- _Tarefa curta_
Prossiga o texto sobre a antropóloga Patrícia Monte-Mor a partir da última frase.

- _Trecho apresentado_
=======

Stella Penido, Selda Vale da Costa e eu estamos lançando uma campanha pela criação do Prêmio Patrícia Monte-Mor em festivais brasileiros que atuam com filmes etnográficos.
Em meio a tantas notícias tristes nesses tempos pandêmicos, uma me deixou particularmente consternado na semana passada. Faleceu no Rio, aos 66 anos, a antropóloga, professora e produtora cultural Patrícia Monte-Mor Alves de Moraes, uma referência brasileira na relação entre cinema e antropologia.
Conheci Patrícia nos meus tempos de CCBB-Rio, quando ela nos trouxe o projeto da Mostra Internacional do Filme Etnográfico. A partir de sua primeira edição, em 1993, a Mostra aproximou como nunca antes o público carioca desse tipo de cinema devotado ao conhecimento do Outro. Realizada durante 15 anos, trouxe ao Brasil grandes nomes do cinema etnográfico como Jean Rouch, Eliane de Latour, Peter Loizos, David MacDougall, Marc-Henri Piault e Pierre Perrault, entre outros. Fui testemunha direta da forma como Patrícia, juntamente com seu marido, o fotógrafo, cineasta e psicanalista José Inácio Parente, conduziam o evento com um misto de profissionalismo, entusiasmo e engajamento visceral.

=======

- _Dados fornecidos_
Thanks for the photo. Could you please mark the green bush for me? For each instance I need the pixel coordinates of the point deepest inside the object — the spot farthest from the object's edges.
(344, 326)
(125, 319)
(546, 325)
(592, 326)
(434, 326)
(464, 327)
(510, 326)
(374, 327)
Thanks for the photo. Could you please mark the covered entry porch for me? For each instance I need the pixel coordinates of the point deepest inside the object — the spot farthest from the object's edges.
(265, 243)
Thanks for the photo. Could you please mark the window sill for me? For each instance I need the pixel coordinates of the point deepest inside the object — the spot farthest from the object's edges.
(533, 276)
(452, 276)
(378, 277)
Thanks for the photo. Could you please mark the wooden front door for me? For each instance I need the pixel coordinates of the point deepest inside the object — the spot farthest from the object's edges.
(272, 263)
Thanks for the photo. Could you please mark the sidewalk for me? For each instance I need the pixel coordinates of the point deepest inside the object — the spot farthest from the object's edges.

=======

- _Resposta do exercício_
As atividades de Patrícia no meio acadêmico têm poucos paralelos nessa área. Professora da UERJ, lá coordenou a Oficina de Ensino e Pesquisa em Ciências Sociais, o Núcleo de Antropologia e Imagem e o Atelier Livre de Cinema e Antropologia. Grande parte dessa produção de conhecimento foi canalizada para os Cadernos de Antropologia e Imagem, periódico semestral editado por Patrícia a partir de 1995. Para felicidade geral da nação, as 25 edições dos Cadernos podem ser acessadas em PDF no site do Programa de Pós-graduação em Ciências Sociais da UERJ.
Patrícia também saiu em campo. Durante cerca de dez anos estudou os rituais da Folia de Reis entre imigrantes mineiros do Morro da Mangueira. Realizou pesquisas de campo junto ao Iser – Instituto de Estudos da Religião e na ilha de Taquile, no Lago Titicaca, berço mitológico da cultura inca. A inserção da fotografia e do vídeo no campo antropológico foi mais um de seus objetos de estudo.
Sua capacidade de articulação criou vínculos fortes entre o Brasil e instituições e festivais ligados ao cinema etnográfico no mundo. Mais de uma geração de estudantes e praticantes da Antropologia Visual devem a ela a abertura de caminhos e de oportunidades.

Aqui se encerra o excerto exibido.